Rutgers-led research documents the effects of turbulence and waves on snail larvae

A threeline mudsnail larva from wavy continent shelf waters off the New Jersey coast. 
Photo: Heidi L. Fuchs/Rutgers University-New Brunswick

The warming ocean may cause the larvae of bottom-dwelling snails to hatch earlier in the spring, when waves are larger, potentially impacting their ability to survive and serve as food for other sea creatures.

A Rutgers University–New Brunswick study sheds new light on the sensory organs the snail larvae use to feel – and perhaps even hear – whether the water is turbulent or wavy, and improve their odds of being carried to a good habitat where they can settle down as adults.

The study, published online in the Proceedings of the National Academy of Sciences, focuses on two species of snail, both of which live along North America’s East Coast: eastern mudsnails (Tritia obsoleta), which live in inlets, and threeline mudsnails (Tritia trivittata), which live in the deeper waters of the continental shelf.

The inlet-dwelling snails more often experience water that is turbulent but not very wavy. The continental shelf-dwelling snails live in a less turbulent, wavier environment.

In experiments, the researchers found that the larvae experienced turbulence as rotation or tilting of the body and sensed waves as acceleration in a straight line. Both signals are detected by a statocyst – a small organ similar to the human inner ear.




                             Footage provided by Heidi Fuchs and Adam Christman. Video editing by Erin Medley.

The experiments suggest larvae can detect waves as both motion and low-frequency sound, according to lead researcher Heidi L. Fuchs, an associate professor in the Department of Marine and Coastal Sciences in the School of Environmental and Biological Sciences.

When the larvae of both species experience turbulence, they respond either by swimming with more effort or by sinking. Waves triggered a similar, stronger reaction and resulted in upward swimming only in the larvae that dwell in the continental shelf. Swimming upward may allow them to use the shoreward drift of the waves to avoid being carried over the open ocean where they would be lost, Fuchs said.

“More than 99 percent of the snail larvae we studied die in transit, partly because they’re carried away from any place where they could survive,” Fuchs said. “Probably one in 20,000 of these larvae survives through adulthood, so it’s critical that survivors wind up in a tolerable habitat.”

But climate change complicates things. Over the last few decades, these larvae probably have been hatching earlier and exposed to larger waves, which could push them into shallower, warmer water that is less tolerable to adults. How this affects their population is a subject of a new study.

-------

■ PROBLEM STATEMENT:
List every person named in the snail larvae article. The listing that comes next has no connection to the snail larvae article.

■ RAW DATA:
-------

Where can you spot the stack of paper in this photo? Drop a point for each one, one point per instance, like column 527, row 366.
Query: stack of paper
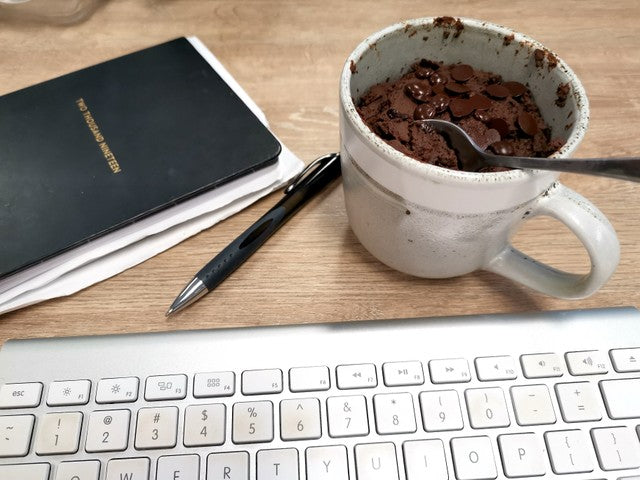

-------

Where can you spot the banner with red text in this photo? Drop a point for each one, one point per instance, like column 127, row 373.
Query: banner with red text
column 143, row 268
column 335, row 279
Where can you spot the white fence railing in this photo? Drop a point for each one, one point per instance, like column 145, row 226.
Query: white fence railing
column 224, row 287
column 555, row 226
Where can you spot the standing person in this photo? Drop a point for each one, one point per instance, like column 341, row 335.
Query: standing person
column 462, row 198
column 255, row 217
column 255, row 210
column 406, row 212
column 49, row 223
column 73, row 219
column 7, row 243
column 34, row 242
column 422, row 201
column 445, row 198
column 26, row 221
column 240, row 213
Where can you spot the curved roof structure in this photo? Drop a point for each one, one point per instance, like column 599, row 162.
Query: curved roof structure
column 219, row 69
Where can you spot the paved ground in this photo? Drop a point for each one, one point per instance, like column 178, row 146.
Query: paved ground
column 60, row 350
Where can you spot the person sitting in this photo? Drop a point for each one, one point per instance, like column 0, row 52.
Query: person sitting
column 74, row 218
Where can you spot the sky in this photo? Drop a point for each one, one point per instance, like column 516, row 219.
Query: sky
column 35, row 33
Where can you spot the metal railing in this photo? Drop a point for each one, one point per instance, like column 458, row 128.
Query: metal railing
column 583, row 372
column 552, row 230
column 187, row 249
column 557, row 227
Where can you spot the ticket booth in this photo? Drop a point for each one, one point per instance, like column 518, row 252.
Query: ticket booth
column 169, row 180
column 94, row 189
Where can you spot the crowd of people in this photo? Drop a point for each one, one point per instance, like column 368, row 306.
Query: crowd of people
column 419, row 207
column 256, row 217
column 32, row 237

-------

■ SOLUTION TO THIS PROBLEM:
Heidi L. Fuchs, Adam Christman, Erin Medley